**Prompt**
Return the lines of the listing below, from the line containing "mark any overcast" through the line containing "[123, 0, 225, 29]", inclusive, reproducing each character for character.

+++ Data to process +++

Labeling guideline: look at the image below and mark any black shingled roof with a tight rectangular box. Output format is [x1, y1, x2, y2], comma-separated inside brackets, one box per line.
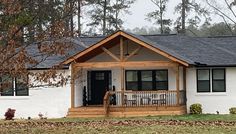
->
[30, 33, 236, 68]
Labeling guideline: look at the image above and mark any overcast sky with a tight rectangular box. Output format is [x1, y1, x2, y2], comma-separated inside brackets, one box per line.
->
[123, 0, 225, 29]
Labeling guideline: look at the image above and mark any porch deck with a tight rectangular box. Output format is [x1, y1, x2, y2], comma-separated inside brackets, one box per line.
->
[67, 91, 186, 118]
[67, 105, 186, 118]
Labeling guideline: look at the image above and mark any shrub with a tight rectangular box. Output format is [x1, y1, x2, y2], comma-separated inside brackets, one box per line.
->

+++
+++ Data to process +++

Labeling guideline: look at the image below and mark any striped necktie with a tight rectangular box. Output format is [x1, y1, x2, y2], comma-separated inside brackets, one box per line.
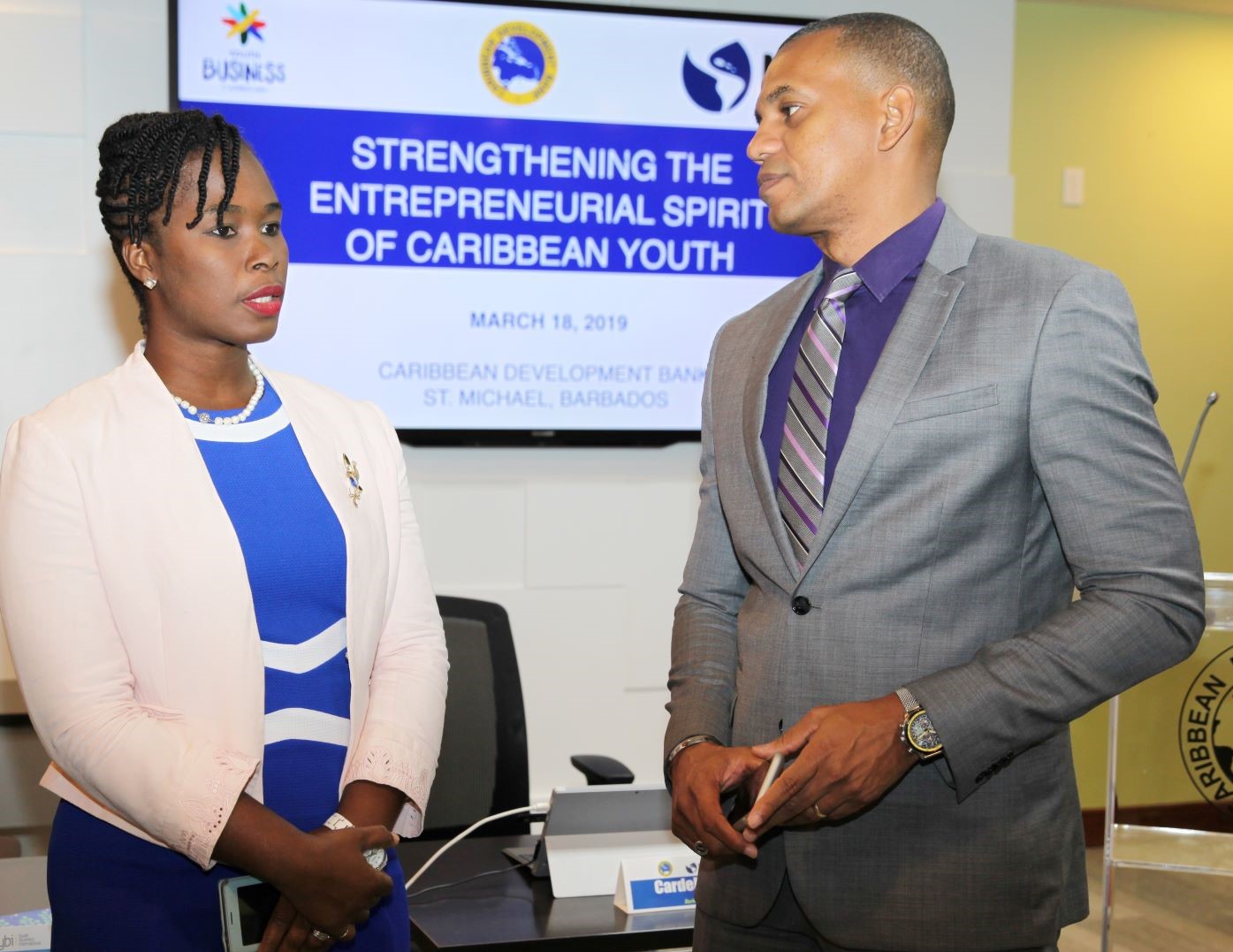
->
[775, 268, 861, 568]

+++

**Answer for the task**
Labeling guideline: look at the image above and mark any overcast sky with a tight rectangular box. Output format is [x1, y1, x2, y2], comma-separated inside brackets, one box per line.
->
[123, 0, 225, 29]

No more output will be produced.